▸ EXERCISE:
Arrange the lines of the material below as a numbered list, leaving out blank lines, from the line containing "Expected: for each instance of the soldier" through the end of the material, inclusive.

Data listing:
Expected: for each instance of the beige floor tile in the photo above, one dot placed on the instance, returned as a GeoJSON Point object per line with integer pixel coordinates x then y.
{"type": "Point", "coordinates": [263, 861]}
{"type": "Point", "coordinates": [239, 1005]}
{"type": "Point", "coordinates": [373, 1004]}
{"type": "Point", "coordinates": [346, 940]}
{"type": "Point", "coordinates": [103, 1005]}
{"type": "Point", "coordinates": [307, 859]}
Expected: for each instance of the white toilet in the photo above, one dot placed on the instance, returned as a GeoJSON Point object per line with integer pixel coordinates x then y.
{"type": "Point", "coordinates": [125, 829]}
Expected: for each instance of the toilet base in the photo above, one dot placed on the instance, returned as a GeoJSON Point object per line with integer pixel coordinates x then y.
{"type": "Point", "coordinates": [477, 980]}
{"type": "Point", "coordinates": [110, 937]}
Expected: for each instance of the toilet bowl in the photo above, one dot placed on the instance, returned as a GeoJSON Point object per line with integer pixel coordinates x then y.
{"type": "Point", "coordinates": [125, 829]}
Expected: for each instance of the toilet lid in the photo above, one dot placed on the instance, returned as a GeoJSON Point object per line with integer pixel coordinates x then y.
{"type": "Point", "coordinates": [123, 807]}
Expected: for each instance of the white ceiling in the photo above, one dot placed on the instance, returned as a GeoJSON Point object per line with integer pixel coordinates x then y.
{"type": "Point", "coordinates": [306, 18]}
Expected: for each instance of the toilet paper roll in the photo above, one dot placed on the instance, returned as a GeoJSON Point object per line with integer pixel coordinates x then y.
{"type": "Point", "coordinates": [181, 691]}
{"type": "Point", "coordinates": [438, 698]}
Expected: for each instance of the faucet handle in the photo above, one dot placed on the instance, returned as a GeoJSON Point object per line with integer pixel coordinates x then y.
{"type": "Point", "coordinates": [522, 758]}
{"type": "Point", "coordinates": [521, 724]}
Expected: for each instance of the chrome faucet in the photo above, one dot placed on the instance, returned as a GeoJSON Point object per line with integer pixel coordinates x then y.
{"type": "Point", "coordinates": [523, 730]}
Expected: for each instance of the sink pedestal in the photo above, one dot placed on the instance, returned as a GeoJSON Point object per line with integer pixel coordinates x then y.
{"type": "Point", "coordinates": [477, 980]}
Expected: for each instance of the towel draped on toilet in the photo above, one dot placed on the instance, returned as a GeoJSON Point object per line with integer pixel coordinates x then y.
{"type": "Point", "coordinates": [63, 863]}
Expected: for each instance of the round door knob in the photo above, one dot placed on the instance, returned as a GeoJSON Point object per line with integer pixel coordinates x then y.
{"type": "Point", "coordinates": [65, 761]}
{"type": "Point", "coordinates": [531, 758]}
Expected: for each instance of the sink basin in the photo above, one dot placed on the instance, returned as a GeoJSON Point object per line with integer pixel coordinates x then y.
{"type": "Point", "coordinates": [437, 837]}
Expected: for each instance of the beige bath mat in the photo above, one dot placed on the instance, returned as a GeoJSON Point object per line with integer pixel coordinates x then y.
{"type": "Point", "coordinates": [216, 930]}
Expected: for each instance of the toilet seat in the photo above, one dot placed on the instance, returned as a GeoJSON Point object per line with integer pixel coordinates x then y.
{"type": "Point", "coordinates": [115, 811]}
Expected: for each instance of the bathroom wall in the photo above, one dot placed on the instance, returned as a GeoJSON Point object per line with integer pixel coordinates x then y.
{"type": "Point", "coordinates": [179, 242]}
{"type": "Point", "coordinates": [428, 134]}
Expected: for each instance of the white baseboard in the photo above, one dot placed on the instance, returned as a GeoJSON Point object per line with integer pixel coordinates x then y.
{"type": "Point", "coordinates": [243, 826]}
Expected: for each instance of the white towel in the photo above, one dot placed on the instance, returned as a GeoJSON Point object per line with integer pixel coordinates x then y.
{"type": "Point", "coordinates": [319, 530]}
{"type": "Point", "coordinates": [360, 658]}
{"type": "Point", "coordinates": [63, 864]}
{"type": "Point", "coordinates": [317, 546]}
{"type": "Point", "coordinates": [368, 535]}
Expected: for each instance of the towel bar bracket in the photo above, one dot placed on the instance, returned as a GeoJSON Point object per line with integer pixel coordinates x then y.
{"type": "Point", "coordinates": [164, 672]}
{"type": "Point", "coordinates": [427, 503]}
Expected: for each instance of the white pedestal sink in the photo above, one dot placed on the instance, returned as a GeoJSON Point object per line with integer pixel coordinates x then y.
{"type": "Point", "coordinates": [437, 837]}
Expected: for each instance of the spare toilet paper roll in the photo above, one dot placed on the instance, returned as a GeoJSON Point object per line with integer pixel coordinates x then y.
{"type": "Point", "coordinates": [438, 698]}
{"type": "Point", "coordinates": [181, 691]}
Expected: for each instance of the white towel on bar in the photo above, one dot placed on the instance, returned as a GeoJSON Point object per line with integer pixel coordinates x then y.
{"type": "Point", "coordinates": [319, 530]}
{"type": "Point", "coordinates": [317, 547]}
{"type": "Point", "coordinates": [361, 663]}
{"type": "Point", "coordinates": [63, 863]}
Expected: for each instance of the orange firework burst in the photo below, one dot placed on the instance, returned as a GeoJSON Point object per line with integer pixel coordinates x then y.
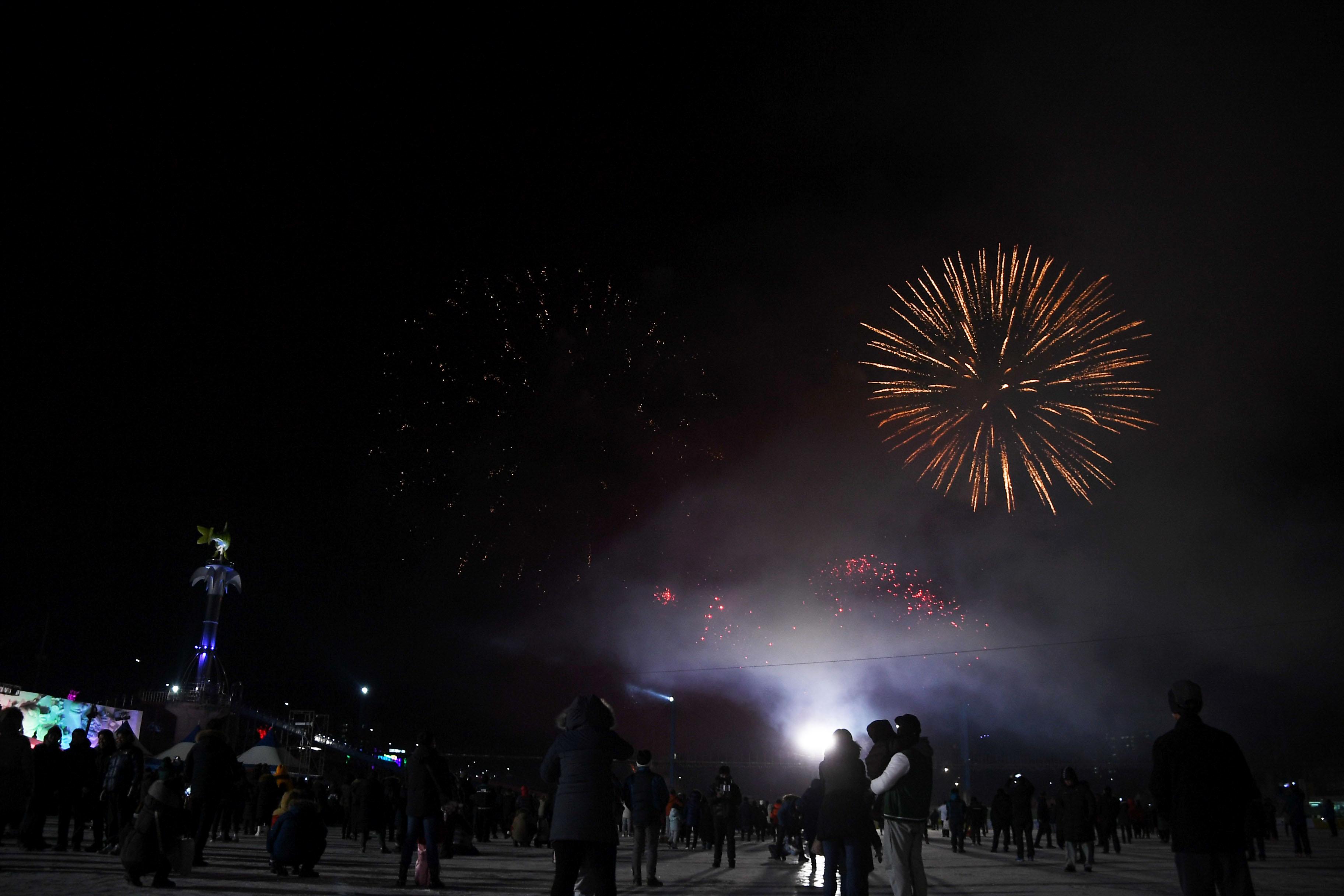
{"type": "Point", "coordinates": [1007, 368]}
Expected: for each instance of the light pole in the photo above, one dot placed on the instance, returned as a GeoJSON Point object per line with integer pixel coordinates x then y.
{"type": "Point", "coordinates": [672, 754]}
{"type": "Point", "coordinates": [363, 714]}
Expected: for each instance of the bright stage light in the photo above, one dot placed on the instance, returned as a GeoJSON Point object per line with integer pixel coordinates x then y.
{"type": "Point", "coordinates": [813, 741]}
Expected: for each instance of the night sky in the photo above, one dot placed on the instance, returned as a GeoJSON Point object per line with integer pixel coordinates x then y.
{"type": "Point", "coordinates": [226, 237]}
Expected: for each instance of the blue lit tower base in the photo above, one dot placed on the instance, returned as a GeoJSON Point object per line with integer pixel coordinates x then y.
{"type": "Point", "coordinates": [210, 675]}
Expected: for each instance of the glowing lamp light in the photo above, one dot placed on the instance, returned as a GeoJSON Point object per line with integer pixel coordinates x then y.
{"type": "Point", "coordinates": [813, 739]}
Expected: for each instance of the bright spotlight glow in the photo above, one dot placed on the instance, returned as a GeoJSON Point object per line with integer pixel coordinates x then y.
{"type": "Point", "coordinates": [813, 739]}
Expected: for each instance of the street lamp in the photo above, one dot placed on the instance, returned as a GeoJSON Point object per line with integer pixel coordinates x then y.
{"type": "Point", "coordinates": [672, 755]}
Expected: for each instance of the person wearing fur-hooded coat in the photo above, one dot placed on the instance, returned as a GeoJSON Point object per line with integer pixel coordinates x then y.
{"type": "Point", "coordinates": [580, 766]}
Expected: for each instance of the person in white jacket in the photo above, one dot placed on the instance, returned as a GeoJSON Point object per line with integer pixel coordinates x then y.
{"type": "Point", "coordinates": [904, 786]}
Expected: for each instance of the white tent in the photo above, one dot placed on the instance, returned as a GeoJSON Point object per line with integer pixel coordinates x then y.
{"type": "Point", "coordinates": [269, 755]}
{"type": "Point", "coordinates": [178, 752]}
{"type": "Point", "coordinates": [182, 749]}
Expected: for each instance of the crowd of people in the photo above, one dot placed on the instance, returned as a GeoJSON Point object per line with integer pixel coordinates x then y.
{"type": "Point", "coordinates": [862, 811]}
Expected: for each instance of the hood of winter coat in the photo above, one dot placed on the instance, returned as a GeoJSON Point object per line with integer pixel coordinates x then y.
{"type": "Point", "coordinates": [209, 738]}
{"type": "Point", "coordinates": [923, 748]}
{"type": "Point", "coordinates": [881, 731]}
{"type": "Point", "coordinates": [883, 748]}
{"type": "Point", "coordinates": [588, 710]}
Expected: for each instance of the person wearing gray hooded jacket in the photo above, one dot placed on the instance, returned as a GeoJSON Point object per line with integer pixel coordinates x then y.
{"type": "Point", "coordinates": [584, 821]}
{"type": "Point", "coordinates": [904, 788]}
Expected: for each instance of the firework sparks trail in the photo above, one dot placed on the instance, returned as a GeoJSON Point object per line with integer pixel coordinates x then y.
{"type": "Point", "coordinates": [882, 590]}
{"type": "Point", "coordinates": [851, 600]}
{"type": "Point", "coordinates": [1007, 370]}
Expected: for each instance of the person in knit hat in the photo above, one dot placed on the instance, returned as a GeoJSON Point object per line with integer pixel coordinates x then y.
{"type": "Point", "coordinates": [1202, 788]}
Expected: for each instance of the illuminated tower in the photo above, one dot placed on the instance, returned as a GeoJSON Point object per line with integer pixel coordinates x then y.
{"type": "Point", "coordinates": [218, 575]}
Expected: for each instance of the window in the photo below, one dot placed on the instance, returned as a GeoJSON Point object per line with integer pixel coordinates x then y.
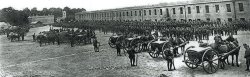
{"type": "Point", "coordinates": [208, 19]}
{"type": "Point", "coordinates": [131, 13]}
{"type": "Point", "coordinates": [160, 11]}
{"type": "Point", "coordinates": [218, 20]}
{"type": "Point", "coordinates": [149, 12]}
{"type": "Point", "coordinates": [173, 10]}
{"type": "Point", "coordinates": [228, 8]}
{"type": "Point", "coordinates": [189, 10]}
{"type": "Point", "coordinates": [167, 12]}
{"type": "Point", "coordinates": [207, 8]}
{"type": "Point", "coordinates": [145, 13]}
{"type": "Point", "coordinates": [217, 8]}
{"type": "Point", "coordinates": [230, 19]}
{"type": "Point", "coordinates": [242, 19]}
{"type": "Point", "coordinates": [241, 8]}
{"type": "Point", "coordinates": [198, 9]}
{"type": "Point", "coordinates": [155, 12]}
{"type": "Point", "coordinates": [181, 10]}
{"type": "Point", "coordinates": [139, 13]}
{"type": "Point", "coordinates": [135, 13]}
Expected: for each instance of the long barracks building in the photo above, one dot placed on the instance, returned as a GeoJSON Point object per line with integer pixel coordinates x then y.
{"type": "Point", "coordinates": [206, 10]}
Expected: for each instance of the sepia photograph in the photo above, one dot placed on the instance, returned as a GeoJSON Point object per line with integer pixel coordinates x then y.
{"type": "Point", "coordinates": [124, 38]}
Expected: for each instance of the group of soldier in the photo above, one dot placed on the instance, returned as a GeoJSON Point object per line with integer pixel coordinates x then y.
{"type": "Point", "coordinates": [195, 30]}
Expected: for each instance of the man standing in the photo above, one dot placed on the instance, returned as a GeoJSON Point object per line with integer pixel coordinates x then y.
{"type": "Point", "coordinates": [247, 56]}
{"type": "Point", "coordinates": [34, 37]}
{"type": "Point", "coordinates": [95, 44]}
{"type": "Point", "coordinates": [118, 48]}
{"type": "Point", "coordinates": [131, 52]}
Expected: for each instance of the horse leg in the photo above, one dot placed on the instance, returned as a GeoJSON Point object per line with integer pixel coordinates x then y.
{"type": "Point", "coordinates": [228, 60]}
{"type": "Point", "coordinates": [173, 63]}
{"type": "Point", "coordinates": [237, 63]}
{"type": "Point", "coordinates": [168, 66]}
{"type": "Point", "coordinates": [232, 60]}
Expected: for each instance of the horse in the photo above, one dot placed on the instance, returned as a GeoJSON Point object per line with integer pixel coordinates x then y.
{"type": "Point", "coordinates": [223, 47]}
{"type": "Point", "coordinates": [41, 39]}
{"type": "Point", "coordinates": [181, 41]}
{"type": "Point", "coordinates": [14, 36]}
{"type": "Point", "coordinates": [168, 52]}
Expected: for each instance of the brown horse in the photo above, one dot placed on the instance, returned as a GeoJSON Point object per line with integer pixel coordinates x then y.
{"type": "Point", "coordinates": [224, 47]}
{"type": "Point", "coordinates": [168, 52]}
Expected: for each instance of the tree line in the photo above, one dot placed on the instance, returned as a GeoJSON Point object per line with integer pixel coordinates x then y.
{"type": "Point", "coordinates": [20, 17]}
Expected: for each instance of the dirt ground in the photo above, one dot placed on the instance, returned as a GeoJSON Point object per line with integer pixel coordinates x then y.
{"type": "Point", "coordinates": [28, 59]}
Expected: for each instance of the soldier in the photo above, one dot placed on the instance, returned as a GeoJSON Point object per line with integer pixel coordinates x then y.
{"type": "Point", "coordinates": [131, 52]}
{"type": "Point", "coordinates": [95, 44]}
{"type": "Point", "coordinates": [34, 37]}
{"type": "Point", "coordinates": [118, 48]}
{"type": "Point", "coordinates": [247, 56]}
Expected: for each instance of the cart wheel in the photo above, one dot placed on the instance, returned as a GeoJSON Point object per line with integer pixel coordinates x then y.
{"type": "Point", "coordinates": [189, 63]}
{"type": "Point", "coordinates": [210, 61]}
{"type": "Point", "coordinates": [112, 45]}
{"type": "Point", "coordinates": [137, 44]}
{"type": "Point", "coordinates": [152, 53]}
{"type": "Point", "coordinates": [165, 48]}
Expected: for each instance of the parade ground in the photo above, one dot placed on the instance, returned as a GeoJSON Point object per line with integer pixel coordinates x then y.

▸ SOLVED PROBLEM:
1. Expected: for each instance of the soldier in the photo above, one dot placed on the instance, returned as a GeoJSON Point object per line with integer pixel coordinates x then y.
2. {"type": "Point", "coordinates": [131, 52]}
3. {"type": "Point", "coordinates": [95, 44]}
4. {"type": "Point", "coordinates": [34, 37]}
5. {"type": "Point", "coordinates": [118, 48]}
6. {"type": "Point", "coordinates": [247, 56]}
7. Expected: for each instance of the cart wheel in the photo above, one dot placed on the instance, returned as a GeoJSON Point object per line with integer pixel coordinates x then y.
8. {"type": "Point", "coordinates": [189, 63]}
9. {"type": "Point", "coordinates": [210, 61]}
10. {"type": "Point", "coordinates": [112, 45]}
11. {"type": "Point", "coordinates": [137, 44]}
12. {"type": "Point", "coordinates": [152, 53]}
13. {"type": "Point", "coordinates": [165, 48]}
14. Expected: for each instance of the parade ground in the photo above, one dot placed on the instance, returned as a GeoJSON Point object per line with integer pixel coordinates x then y.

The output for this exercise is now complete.